■ TEXT:
=======

Command Line Basics

Introduction

Feeling scared of the command line? You’re not alone. We have this image of developers staring intently at a black screen with white or green text flashing across as they wildly enter incomprehensible commands to hack into the corporate mainframe (no doubt while guzzling soda and wiping neon orange Cheetos dust off their keyboard).

That black screen or window is the command line interface (CLI), where you’re able to enter commands that your computer will run for you. While there’s no need for you to reenact the scene above, working with the command line is a critical skill for you to learn as a developer. The command line is like our base of operations, from which we can launch other programs and interact with them. It has a syntax of its own to learn, but since you’ll be entering the same commands dozens of times, you’ll quickly pick up the commands you need most.

In this introductory lesson to the command line, you’ll learn how to navigate around your computer and how to manipulate files and directories (also known as folders) directly from the comfort of the command line. You’ll soon see that this isn’t as difficult as you may think. The commands you will learn in this lesson are very straightforward, so don’t be intimidated by the prospect of using the command line for the first time.

Test Drive Your Terminal

Open a terminal on your computer. On Linux: open the programs menu and search for “Terminal”. You can also open the terminal by pressing CTRL + ALT + T on your keyboard. On Mac: open your applications folder and find “Terminal”. Before we do anything, take a look at the following text: $ whoami This is a terminal command because it begins with a $. The $ is saying “Hey! Enter what follows in your terminal.” This means that we must exclude the $ when entering any command. In the example above, we would only enter whoami in our terminal. This is a common indicator so make sure that you aren’t entering $ before a command. Now that you are aware of what $ does, take your terminal for a test run! Make sure your terminal is open, type the command mentioned above, and press enter on your keyboard.

=======

■ RECORDS SUPPLIED:
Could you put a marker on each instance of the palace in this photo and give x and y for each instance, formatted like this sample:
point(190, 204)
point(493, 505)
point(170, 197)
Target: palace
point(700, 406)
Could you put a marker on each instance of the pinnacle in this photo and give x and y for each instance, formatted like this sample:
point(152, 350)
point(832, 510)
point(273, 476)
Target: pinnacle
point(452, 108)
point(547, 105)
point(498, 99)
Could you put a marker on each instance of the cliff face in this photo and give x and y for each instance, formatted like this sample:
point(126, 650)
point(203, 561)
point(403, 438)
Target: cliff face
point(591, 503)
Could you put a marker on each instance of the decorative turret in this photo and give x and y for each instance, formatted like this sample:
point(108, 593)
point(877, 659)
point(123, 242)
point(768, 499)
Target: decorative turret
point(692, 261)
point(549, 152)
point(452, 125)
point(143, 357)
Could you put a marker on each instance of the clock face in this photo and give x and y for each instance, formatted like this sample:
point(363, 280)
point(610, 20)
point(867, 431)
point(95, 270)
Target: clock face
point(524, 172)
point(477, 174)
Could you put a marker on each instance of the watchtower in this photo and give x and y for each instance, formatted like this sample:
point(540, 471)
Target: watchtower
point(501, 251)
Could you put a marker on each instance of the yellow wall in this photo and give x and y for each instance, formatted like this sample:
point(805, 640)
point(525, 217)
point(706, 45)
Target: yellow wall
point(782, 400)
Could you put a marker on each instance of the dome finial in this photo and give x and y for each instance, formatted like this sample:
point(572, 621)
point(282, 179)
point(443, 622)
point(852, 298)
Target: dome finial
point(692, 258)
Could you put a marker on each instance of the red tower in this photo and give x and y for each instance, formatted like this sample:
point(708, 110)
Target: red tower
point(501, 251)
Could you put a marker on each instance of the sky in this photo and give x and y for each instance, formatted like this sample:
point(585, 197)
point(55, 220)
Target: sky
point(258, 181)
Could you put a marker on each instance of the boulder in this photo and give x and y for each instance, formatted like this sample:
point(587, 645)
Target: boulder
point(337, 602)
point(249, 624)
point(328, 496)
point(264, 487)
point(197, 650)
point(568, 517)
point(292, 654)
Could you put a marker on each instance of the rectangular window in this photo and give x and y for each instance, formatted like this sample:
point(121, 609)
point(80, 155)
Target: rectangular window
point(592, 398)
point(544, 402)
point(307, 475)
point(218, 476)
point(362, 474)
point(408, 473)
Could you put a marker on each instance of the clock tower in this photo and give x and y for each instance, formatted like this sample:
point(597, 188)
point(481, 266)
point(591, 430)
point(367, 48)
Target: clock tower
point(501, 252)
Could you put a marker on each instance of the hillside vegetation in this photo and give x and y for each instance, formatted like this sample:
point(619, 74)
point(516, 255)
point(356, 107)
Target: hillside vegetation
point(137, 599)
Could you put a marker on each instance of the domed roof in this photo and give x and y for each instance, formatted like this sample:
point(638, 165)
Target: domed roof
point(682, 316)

=======

■ EXERCISE TASK A:
Revise the command line lesson from "Introduction" up to and including "off their keyboard).", replacing "mainframe" with "server".
■ EXERCISE TASK B:
According to the command line lesson, which key combination opens the terminal on Linux?

■ FINISHED ANSWER A:
Introduction

Feeling scared of the command line? You’re not alone. We have this image of developers staring intently at a black screen with white or green text flashing across as they wildly enter incomprehensible commands to hack into the corporate server (no doubt while guzzling soda and wiping neon orange Cheetos dust off their keyboard).

■ FINISHED ANSWER B:
CTRL + ALT + T